##### Petikan Teks

Topik3: PERGURUAN TINGGI SEBAGAI TEMPAT PESEMAIAN CALON PEMIKIR dan ILMUWAN

FILSAFAT ILMU
BAHAN AJAR PERTEMUAN KE-3
(Prof. Dr. A. Watloly, S.Pak, M.Hum)

A. SUB POKOK BAHASAN: MAHASISWA SEBAGAI PEMIKIR DAN ILMUWAN
B. SUB POKOK BAHASAN: PERGURUAN TINGGI SEBAGAI TEMPAT PESEMAIAN CALON PEMIKIR DAN ILMUAN

C. Standar Kompetensi : Mahasiswa memahami hakikat dirinya selaku pemikir dan ilmuwan professional

D. Kompetensi Dasar :

  • menjelaskan kedudukan dan fungsi Perguruan Tinggi;
  • menunjukkan beberapa contoh aktivitas mahasiswa di perguruan tinggi sebagai ilmuwan;
  • menjelaskan kedudukan dan fungsi filsafat ilmu di perguruan tinggi;
  • menunjukkan salah satu manfaat filsafat ilmu dalam membangun kekuatan logika keilmuan.

1. Hakikat dan Fungsi Perguruan Tinggi.

Perguruan tinggi adalah tempat pesemaian bibit-bibit pemikir, intelektual, dan profesional dengan berbagai macam jenis dan arus pemikiran keilmuan yang terus berubah dan berkembang. Fungsi utama Perguruan Tinggi adalah membentuk kompetensi para mahasiswa sebagai calon pemikir, ilmuwan, dan profesional yang mampu menampilkan pemikirannya secara akademis (filosofis–logis). Mahasiswa, dengan sarana berpikir filosofis-logis, akan dibimbing agar mampu menggarap dan mengembangkan alam pemikirannya sedemikian rupa, sesuai bidang akademisnya, menjadi pengetahuan, dan melalui pengetahuan akan terbentuk ilmu–ilmu, yang kemudian akan terus berkembang. Pikiran-pikiran keilmuan yang dikembangkan di perguruan tinggi itulah yang kemudian menghasilkan pikiran-pikiran teknologi yang akan melahirkan teknologi sebagai sebuah kekuatan yang menentukan dalam kehidupan manusia modern. Pikiran-pikiran teknologis itu kemudian berkembang menjadi pikiran-pikiran industrial yang mampu manciptakan berbagai pemikiran sistemik (input, out put, dan out come) yang sinergis dalam membangun sebuah kehidupan masyarakat modern itu sendiri. Akhirnya, pikiran itu sendirilah yang telah mendorong lahirnya berbagai pemikiran kritis dalam rangka tugas menyiasati, baik ilmu pengetahuan, teknologi, dan industri yang cendrung mengorbankan manuisia dan kemanusiaan itu sendiri.

##########
##### Bahan yang Diberikan

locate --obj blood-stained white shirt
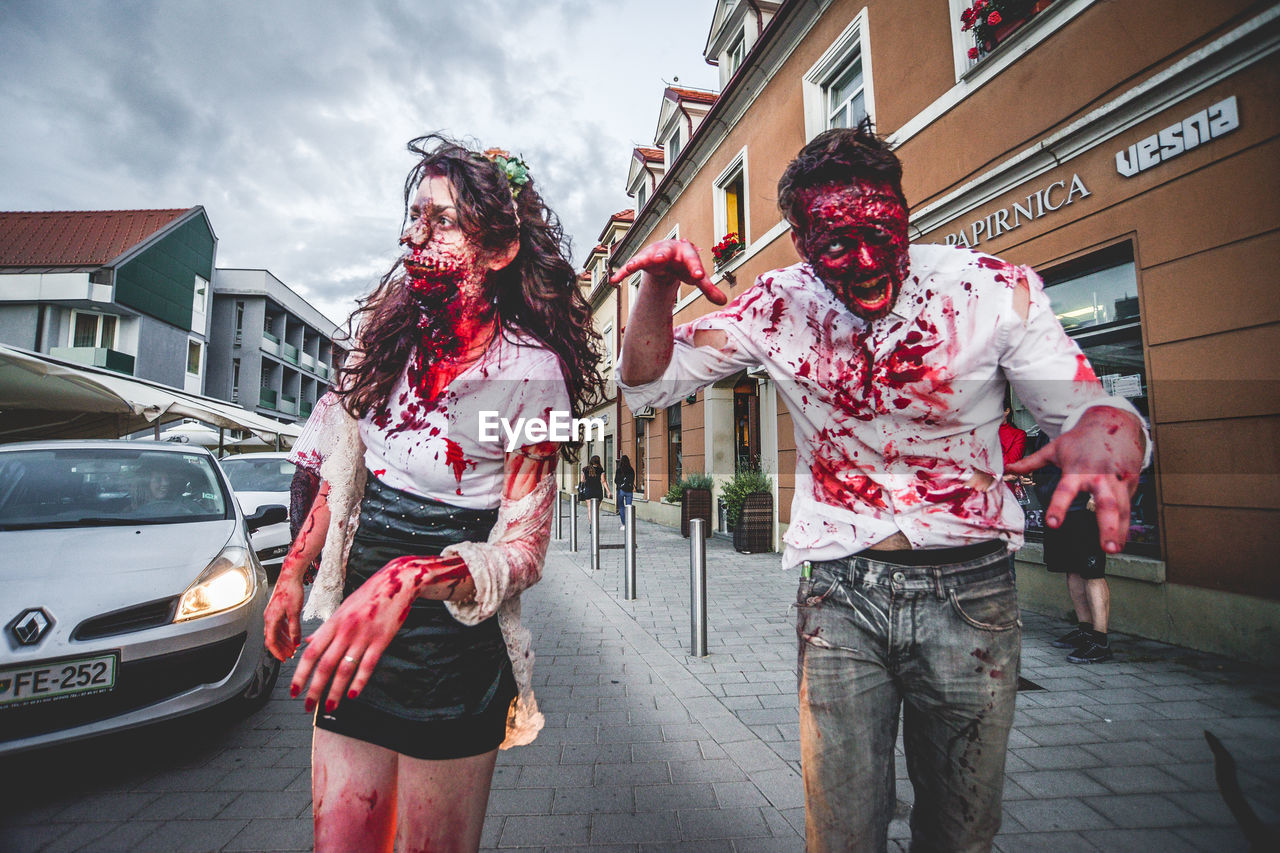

##########

> _Yang Perlu Dikerjakan_
Tolong tuliskan ulang tanpa perubahan bagian bahan ajar filsafat ilmu, mulai dari "C. Standar Kompetensi" terus ke bawah hingga "Fungsi Perguruan Tinggi.".

> _Penyelesaian Tertulis_
C. Standar Kompetensi : Mahasiswa memahami hakikat dirinya selaku pemikir dan ilmuwan professional

D. Kompetensi Dasar :

  • menjelaskan kedudukan dan fungsi Perguruan Tinggi;
  • menunjukkan beberapa contoh aktivitas mahasiswa di perguruan tinggi sebagai ilmuwan;
  • menjelaskan kedudukan dan fungsi filsafat ilmu di perguruan tinggi;
  • menunjukkan salah satu manfaat filsafat ilmu dalam membangun kekuatan logika keilmuan.

1. Hakikat dan Fungsi Perguruan Tinggi.